- _Directive A_: Rewrite the entries as a JSON list of strings, one string per line, from the first line of the entries through the line that contains "[(133, 178)]". Leave out blank lines.

- _Document_:
────────────────────

The problem is in the table layouts.

gimsieke commented 5 years ago

This must be the infamous Open Source Entitlement hitting us finally. Thanks for reporting, we might eventually look into the issue, despite your impolite manners.

sentientmachine commented 5 years ago

Ha, sorry for being rude. But my beard length going down the hall entitles me to Level 4 open source entitlements when the wind blows from the east on Tuesdays.

Workaround 1 helps isolate the input bug:

  1. Create a new empty Libreoffice .docx document.
  2. Open the ExampleFail.tex that produced the error above, do a Select-all, Copy, and paste into a new file Untitled2.docx
  3. Run the code: cd /home/el/bin/docx2tex; ./d2t Untitled2.docx
  4. A .tex output is successfully produced.

A libreoffice select-all, copy and paste performs some kind of normalization operation on the faulty .docx nested table object without destroying the variation in the varying rows and columns.

gimsieke commented 5 years ago

OpenOffice or LibreOffice might create OOXML (docx) structures in a legal yet unexpected way. The tool should (in the sense of: “we should make it so”, not in the sense of: “it should already be Ok”) convert tables saved by recent versions of LibreOffice correctly provided they are valid OOXML, so I think we will fix this soon.

────────────────────

- _Directive B_: Extend the discussion of the docx2tex table conversion problem from where it stops.

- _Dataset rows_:
────────────────────

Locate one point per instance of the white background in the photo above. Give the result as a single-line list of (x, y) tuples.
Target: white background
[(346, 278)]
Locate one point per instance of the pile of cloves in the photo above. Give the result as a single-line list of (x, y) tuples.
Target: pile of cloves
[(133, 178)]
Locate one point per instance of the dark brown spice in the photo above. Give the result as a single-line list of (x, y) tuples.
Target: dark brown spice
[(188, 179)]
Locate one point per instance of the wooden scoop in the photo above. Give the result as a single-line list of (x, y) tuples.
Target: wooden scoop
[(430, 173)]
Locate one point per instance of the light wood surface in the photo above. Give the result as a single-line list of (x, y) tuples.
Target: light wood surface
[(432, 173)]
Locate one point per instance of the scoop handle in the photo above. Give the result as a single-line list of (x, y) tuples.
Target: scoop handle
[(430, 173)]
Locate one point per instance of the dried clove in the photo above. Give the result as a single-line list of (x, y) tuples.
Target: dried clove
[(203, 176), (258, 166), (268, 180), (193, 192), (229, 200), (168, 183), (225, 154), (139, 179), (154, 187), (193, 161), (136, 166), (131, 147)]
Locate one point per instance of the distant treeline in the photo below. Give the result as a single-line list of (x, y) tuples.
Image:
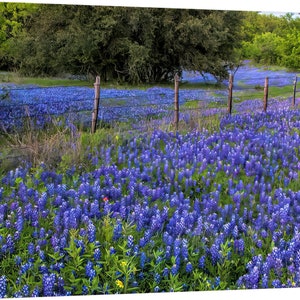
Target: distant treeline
[(140, 44)]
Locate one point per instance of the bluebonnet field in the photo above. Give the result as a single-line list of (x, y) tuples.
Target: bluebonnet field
[(158, 212)]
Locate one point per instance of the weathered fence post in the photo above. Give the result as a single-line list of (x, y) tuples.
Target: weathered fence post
[(266, 93), (230, 88), (96, 104), (176, 101), (294, 93)]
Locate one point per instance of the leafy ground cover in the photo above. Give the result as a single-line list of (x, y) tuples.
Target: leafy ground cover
[(156, 211)]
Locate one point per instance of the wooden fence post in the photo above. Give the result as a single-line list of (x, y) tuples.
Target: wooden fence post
[(176, 101), (96, 104), (266, 93), (294, 93), (230, 88)]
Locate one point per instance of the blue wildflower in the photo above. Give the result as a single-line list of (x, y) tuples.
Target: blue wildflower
[(48, 284), (3, 286), (189, 267), (89, 270)]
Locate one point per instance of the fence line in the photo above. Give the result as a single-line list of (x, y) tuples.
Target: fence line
[(105, 107)]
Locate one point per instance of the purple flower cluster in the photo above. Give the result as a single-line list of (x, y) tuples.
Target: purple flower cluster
[(238, 184), (76, 103)]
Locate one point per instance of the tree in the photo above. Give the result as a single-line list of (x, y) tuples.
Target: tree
[(13, 16), (127, 44)]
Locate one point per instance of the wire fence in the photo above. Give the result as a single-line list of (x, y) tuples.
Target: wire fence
[(40, 105)]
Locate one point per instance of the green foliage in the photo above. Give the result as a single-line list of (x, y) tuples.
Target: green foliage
[(125, 44), (272, 40)]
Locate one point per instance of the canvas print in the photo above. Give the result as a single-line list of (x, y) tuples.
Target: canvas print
[(147, 150)]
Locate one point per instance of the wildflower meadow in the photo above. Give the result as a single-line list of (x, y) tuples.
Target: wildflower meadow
[(158, 211)]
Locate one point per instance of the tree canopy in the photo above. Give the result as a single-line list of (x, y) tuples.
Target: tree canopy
[(140, 44), (128, 44)]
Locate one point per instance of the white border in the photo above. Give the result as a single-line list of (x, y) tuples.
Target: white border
[(285, 6)]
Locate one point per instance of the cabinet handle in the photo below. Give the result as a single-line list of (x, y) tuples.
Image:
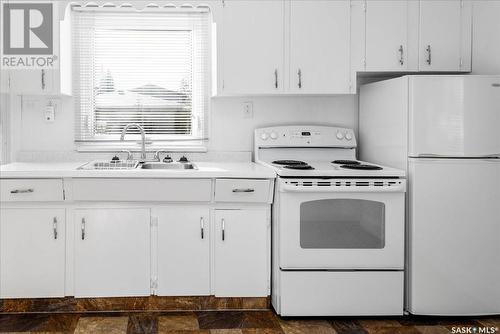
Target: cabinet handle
[(54, 227), (202, 226), (401, 55), (243, 190), (83, 228), (223, 229), (43, 79), (22, 191)]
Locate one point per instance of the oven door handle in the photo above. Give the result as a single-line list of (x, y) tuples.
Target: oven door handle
[(398, 187)]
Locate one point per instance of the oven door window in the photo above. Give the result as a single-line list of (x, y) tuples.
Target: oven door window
[(342, 223)]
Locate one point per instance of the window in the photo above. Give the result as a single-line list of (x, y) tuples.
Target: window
[(149, 68)]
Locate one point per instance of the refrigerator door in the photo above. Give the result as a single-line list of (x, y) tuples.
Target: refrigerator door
[(454, 115), (454, 237)]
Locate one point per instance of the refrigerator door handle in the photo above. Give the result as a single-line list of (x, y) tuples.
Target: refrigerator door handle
[(432, 155)]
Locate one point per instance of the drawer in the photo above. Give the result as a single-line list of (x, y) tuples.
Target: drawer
[(31, 190), (238, 190), (150, 190), (349, 293)]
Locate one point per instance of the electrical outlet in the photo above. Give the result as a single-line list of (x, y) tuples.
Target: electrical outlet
[(248, 109), (49, 112)]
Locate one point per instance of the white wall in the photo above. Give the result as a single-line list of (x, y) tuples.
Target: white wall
[(486, 37), (231, 135)]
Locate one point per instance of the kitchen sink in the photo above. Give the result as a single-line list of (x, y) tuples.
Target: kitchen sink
[(168, 165)]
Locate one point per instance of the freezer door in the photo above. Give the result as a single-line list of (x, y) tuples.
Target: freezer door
[(454, 115), (454, 237)]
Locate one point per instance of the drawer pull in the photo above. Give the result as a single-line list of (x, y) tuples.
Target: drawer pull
[(22, 191), (83, 228), (243, 190), (223, 222), (54, 227)]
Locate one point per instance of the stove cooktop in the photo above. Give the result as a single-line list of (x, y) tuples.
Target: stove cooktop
[(289, 162), (336, 168)]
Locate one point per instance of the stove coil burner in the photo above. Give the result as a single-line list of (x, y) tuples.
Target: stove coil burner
[(346, 162), (362, 167), (290, 162), (300, 167)]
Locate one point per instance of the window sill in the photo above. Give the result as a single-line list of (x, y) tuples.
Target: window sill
[(98, 147)]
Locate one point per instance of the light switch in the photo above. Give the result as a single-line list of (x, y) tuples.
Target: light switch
[(50, 112)]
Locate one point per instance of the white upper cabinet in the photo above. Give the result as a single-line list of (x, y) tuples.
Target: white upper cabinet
[(319, 47), (32, 252), (386, 35), (445, 35), (112, 252), (53, 80), (252, 47)]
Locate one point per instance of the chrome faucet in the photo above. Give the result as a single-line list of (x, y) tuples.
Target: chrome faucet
[(143, 137)]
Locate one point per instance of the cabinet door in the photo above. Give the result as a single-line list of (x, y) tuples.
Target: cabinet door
[(242, 253), (386, 35), (112, 252), (252, 47), (319, 46), (440, 35), (183, 250), (32, 253)]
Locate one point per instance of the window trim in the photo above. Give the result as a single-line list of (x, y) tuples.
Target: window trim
[(132, 141)]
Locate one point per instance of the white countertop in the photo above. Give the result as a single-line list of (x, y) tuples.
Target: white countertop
[(69, 169)]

────────────────────

- _Written reply A_:
[
  "Locate one point per instance of the white background in the photo above. Give the result as a single-line list of (x, y) tuples.",
  "Target: white background",
  "[(346, 278)]",
  "Locate one point per instance of the pile of cloves in the photo above. Give the result as a single-line list of (x, y) tuples.",
  "Target: pile of cloves",
  "[(133, 178)]"
]

- _Written reply B_:
sentientmachine commented 5 years ago

I've reproduced the error closer to the source. This screenshot tells the story:

https://ibb.co/vQjwS35

The conversion of "CALS tables" to latex tables fails because for it doesn't handle variation in the number of columns or rows.

The conversion error is asserted here: https://github.com/transpect/xslt-util/blob/74bb4f7d3c15b8649a71dfc55dae085ab6dfd38e/calstable/xsl/normalize.xsl

So now I can create an SSCCE using microsoft word, linux libreoffice and docx2tex thustly:

  1. In Windows, make a new empty Microsoft Word document.
  2. Choose table -> insert table, accept default 2x2 table.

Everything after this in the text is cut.